===== TEXTAUSZUG
Sie muss das gewisse Etwas gehabt haben, diese Frau. Intelligent, unverdorben, gutherzig und auch noch nett anzusehen sei ­Aurora Picornell, bemerkte bereits im Jahr 1931 der Journalist Ángel Colomar, nachdem er die damals gerade 19-jährige aufstrebende Politikerin kennengelernt hatte. „Sie ist keine vergeistigte und asexuelle Intellektuelle", schrieb er in einem Text, der ebenfalls in das Buch aufgenommen wurde.

Viel mehr als dies aber ist nicht über den Charakter der aus einer stramm linken Familie stammenden Frau überliefert. Bekannt ist, dass sie noch als Teenager die Gewerkschaft der Insel-Schneiderinnen mitbegründete. Zunächst wurde sie durch wohlformulierte Artikel im Parteiorgan „Nuestra Palabra" immer populärer, dann zunehmend durch Auftritte auf Kundgebungen. Insbesondere in Felanitx und der damaligen Linken-Hochburg Calvià wusste sie die Menschen mit ihren Reden zu begeistern.
==========
ZU ERLEDIGENDE AUFGABEN:
1) Beantworten Sie anhand des Textes über Aurora Picornell die folgenden Fragen:
(a) Welcher Journalist lernte sie im Jahr 1931 kennen?
(b) Welche Gewerkschaft gründete sie als Teenager mit?
(c) In welchem Parteiorgan erschienen ihre Artikel?
2) Knüpfen Sie an den letzten Satz des Textes über Aurora Picornell an und führen Sie ihn um einige Sätze weiter.
===== BEREITGESTELLTE DATEN
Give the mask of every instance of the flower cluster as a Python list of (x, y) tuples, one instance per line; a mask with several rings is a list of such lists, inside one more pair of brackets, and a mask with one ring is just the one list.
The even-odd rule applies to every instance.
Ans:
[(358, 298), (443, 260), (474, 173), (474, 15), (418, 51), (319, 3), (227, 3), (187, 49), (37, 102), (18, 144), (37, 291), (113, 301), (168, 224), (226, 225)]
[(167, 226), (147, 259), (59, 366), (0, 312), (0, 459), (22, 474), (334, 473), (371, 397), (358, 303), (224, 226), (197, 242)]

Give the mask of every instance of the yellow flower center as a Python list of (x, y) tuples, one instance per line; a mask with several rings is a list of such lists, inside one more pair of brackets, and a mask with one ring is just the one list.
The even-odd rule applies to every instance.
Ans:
==========
IHRE ANTWORTEN:
1)
(a) Ángel Colomar
(b) Die Gewerkschaft der Insel-Schneiderinnen
(c) In „Nuestra Palabra"

2)
Sie legte sich sehr ins Zeug, jung und leidenschaftlich, wie sie war. Für gleiche Arbeitsbedingungen und Löhne von Männern und Frauen. Gegen das Agieren der katholischen Kirche vor allem im Erziehungsbereich. Gegen die Ausbeutung der Landarbeiter und insbesondere der Frauen unter ihnen durch die Besitzer der possessions, der mallorquinischen Landgüter. Die seit 1932 mit dem Kommunisten Heriberto Quiñones verheiratete Politikerin organisierte zudem - wie das in jener Zeit üblich war - zünftige Partei-­Fiestas mit Chören, Orchestern, Tanz und viel Spaß, um die potenziellen Wähler bei Laune zu halten. Und immer lobte die umgängliche und kontaktfreudige Aurora Picornell - wie das damals Usus war - die Sowjetunion mit salbungsvollen Worten.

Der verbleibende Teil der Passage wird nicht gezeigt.